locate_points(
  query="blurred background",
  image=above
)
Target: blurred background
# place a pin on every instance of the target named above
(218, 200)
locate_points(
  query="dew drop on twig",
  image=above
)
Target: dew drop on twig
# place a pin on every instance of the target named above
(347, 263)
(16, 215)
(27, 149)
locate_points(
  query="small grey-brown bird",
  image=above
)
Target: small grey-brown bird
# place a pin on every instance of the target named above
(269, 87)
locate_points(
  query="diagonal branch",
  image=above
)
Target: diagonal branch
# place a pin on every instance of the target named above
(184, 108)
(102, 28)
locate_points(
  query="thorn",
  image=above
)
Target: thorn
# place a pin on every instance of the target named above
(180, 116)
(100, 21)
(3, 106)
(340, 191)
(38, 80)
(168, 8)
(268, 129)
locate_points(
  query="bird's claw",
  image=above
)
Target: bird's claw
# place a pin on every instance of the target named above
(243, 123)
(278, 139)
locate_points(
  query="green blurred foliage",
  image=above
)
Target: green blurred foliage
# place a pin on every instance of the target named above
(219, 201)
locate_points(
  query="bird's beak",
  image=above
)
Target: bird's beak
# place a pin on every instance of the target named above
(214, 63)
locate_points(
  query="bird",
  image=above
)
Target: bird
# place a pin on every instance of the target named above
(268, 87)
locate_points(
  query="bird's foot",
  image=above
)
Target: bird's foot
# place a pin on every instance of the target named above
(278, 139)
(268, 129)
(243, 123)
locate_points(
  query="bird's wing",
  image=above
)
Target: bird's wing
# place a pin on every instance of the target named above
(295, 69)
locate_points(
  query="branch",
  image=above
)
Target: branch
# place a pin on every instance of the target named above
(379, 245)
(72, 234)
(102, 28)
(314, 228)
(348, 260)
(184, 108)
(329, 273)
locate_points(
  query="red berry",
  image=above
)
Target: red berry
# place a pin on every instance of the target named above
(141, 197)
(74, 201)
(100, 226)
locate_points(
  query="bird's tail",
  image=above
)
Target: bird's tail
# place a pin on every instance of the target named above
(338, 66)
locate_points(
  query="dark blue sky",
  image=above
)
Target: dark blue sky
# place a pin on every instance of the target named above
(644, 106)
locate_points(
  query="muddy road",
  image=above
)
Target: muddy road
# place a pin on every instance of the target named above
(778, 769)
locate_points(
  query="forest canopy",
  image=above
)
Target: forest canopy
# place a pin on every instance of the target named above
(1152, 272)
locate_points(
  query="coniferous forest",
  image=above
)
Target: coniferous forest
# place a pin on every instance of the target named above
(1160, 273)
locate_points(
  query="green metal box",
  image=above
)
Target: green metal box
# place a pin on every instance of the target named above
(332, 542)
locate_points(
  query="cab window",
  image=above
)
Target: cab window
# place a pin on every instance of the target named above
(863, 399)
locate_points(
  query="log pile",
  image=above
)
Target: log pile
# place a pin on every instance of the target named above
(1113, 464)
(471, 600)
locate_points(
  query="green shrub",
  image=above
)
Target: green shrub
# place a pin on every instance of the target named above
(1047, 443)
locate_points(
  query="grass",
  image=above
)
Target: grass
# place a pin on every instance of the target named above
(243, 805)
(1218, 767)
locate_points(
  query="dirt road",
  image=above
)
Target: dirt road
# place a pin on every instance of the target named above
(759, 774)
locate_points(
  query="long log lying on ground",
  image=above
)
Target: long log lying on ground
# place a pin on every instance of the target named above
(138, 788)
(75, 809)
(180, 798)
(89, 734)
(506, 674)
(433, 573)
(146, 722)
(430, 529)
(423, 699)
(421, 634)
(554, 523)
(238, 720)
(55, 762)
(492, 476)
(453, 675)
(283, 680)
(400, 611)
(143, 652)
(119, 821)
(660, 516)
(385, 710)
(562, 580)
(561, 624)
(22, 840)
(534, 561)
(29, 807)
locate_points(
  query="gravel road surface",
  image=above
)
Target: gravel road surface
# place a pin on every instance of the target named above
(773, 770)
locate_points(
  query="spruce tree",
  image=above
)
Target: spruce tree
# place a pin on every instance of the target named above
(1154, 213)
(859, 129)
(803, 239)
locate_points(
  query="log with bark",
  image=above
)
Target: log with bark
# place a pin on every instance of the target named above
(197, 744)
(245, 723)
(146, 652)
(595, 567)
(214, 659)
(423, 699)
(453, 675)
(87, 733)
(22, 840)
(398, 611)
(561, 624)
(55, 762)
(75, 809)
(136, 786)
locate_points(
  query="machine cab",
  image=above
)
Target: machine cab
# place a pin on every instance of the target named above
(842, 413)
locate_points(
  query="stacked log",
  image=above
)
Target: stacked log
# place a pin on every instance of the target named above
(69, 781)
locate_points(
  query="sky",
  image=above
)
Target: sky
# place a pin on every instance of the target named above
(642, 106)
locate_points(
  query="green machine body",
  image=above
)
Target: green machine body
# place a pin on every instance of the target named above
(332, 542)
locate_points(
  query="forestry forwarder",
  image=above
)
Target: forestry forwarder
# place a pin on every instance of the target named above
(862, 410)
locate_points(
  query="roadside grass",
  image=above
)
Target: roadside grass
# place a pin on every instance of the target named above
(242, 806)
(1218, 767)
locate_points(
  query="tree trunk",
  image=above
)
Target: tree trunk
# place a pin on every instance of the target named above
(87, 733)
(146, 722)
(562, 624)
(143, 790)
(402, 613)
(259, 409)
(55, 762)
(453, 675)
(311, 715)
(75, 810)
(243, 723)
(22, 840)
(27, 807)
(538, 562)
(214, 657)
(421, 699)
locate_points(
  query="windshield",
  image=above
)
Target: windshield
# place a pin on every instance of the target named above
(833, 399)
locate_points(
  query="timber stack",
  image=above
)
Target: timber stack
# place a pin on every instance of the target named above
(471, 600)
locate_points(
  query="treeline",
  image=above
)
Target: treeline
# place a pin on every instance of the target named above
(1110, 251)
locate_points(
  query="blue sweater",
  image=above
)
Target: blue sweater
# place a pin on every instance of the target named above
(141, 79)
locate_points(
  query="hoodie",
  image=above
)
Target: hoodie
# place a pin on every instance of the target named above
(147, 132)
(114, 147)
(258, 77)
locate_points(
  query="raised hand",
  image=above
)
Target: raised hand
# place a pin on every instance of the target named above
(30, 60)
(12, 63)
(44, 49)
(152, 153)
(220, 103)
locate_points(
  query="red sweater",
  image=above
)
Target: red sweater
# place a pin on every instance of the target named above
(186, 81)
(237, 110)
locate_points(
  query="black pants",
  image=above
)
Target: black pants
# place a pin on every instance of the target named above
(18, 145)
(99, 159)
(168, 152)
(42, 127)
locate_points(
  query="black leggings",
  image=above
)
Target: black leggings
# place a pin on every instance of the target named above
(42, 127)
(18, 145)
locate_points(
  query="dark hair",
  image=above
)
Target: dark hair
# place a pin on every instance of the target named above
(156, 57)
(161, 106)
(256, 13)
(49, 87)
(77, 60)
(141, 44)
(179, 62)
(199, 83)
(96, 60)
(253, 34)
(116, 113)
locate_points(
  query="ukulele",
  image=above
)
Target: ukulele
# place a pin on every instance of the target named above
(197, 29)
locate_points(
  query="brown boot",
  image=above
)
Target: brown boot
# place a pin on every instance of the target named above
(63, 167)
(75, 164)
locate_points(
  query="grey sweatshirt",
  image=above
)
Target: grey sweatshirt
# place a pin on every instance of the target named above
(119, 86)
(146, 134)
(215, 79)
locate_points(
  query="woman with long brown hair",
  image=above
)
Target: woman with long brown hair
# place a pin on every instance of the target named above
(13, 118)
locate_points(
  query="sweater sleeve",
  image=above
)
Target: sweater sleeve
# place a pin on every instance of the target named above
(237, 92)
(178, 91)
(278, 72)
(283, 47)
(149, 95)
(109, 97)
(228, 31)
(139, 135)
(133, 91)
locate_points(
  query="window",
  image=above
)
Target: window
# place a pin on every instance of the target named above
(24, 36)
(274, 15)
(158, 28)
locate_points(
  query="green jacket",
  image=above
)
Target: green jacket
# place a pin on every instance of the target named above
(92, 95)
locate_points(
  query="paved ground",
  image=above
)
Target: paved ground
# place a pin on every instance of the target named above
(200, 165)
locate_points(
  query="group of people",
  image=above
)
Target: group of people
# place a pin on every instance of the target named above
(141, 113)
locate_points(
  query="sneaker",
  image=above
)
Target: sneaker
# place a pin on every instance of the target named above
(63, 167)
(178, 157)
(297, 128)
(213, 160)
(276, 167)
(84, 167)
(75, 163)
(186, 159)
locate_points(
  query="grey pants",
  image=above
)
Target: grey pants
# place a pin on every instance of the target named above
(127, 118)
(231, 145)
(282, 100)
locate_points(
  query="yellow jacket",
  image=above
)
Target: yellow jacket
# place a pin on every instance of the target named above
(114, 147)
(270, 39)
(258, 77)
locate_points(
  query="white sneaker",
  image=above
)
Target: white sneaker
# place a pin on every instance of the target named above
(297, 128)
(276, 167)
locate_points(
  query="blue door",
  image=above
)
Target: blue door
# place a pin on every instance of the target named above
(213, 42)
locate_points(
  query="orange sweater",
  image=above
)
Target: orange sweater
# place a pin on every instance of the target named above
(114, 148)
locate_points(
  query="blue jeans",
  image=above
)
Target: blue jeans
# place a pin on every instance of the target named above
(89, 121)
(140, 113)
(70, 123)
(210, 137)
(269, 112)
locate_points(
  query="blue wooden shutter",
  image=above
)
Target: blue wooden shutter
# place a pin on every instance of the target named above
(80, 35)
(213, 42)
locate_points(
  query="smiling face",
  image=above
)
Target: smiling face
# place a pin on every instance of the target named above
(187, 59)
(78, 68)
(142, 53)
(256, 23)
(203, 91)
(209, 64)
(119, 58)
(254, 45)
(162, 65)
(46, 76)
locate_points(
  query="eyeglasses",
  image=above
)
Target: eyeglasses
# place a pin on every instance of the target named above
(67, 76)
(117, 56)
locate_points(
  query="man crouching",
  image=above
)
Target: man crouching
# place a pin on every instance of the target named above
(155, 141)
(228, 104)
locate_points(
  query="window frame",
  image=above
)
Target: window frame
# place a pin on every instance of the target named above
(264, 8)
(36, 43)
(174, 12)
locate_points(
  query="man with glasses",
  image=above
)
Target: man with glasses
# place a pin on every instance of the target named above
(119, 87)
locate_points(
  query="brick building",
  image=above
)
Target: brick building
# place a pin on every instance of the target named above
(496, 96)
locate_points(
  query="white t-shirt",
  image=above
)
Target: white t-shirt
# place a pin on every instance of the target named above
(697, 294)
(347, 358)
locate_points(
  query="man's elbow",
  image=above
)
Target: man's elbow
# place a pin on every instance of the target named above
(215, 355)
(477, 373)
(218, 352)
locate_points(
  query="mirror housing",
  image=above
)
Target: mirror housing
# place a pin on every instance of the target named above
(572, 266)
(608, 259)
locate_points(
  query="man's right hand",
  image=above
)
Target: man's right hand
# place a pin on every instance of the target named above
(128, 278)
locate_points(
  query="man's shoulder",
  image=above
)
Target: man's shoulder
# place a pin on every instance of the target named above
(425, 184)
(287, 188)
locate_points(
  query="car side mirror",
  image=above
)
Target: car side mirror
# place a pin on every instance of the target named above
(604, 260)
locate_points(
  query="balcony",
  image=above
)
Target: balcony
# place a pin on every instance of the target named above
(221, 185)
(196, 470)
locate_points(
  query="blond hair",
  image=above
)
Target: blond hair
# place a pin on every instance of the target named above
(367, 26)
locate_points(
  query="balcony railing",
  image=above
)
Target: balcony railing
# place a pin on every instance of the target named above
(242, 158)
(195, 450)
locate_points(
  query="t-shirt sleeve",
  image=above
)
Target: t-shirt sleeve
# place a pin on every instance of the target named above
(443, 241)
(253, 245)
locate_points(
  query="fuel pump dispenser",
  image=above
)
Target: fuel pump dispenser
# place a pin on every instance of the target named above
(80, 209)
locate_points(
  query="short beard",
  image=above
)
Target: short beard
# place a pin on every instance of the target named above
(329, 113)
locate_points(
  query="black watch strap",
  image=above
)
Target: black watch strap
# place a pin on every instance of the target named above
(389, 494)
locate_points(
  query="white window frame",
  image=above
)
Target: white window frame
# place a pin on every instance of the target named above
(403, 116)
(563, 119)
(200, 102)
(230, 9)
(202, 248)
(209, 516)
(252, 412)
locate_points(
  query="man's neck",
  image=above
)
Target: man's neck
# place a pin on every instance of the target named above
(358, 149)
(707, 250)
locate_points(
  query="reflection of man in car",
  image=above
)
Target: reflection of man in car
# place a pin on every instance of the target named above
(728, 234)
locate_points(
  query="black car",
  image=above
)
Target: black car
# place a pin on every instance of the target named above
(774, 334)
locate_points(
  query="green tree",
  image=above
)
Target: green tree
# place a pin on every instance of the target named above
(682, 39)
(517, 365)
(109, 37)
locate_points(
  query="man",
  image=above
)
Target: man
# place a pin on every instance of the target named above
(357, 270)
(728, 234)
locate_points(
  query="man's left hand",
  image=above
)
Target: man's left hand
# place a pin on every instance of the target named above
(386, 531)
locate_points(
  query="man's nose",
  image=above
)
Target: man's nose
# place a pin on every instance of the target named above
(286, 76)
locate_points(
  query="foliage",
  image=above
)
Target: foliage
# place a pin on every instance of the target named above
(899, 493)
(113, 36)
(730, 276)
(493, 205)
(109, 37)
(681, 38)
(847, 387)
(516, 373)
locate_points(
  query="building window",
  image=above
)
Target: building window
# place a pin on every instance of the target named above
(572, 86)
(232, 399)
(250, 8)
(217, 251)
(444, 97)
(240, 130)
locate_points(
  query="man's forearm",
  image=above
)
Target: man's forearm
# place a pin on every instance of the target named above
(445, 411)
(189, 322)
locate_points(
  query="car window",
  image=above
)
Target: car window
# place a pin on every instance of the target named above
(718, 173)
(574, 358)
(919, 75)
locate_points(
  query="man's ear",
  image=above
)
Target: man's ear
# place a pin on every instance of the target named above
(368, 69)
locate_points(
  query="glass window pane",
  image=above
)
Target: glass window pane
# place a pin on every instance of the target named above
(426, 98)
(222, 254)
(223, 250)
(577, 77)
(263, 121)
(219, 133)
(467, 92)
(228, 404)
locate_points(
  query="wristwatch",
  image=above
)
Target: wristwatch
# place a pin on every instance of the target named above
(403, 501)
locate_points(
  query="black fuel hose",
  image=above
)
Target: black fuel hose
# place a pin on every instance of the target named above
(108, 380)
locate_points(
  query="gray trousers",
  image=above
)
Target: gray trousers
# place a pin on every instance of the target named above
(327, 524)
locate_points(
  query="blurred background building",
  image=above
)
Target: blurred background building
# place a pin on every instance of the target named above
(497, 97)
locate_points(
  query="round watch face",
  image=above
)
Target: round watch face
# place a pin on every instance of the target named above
──────────────────────────────
> _Exercise task_: Extract each line of the records above that contains the string "sweater". Case counts.

> _Reply_:
  query="blue sweater",
Target: blue sweater
  query="red sweater",
Target: red sweater
  query="sweater sleeve",
Target: sweater sleeve
  query="orange sweater",
Target: orange sweater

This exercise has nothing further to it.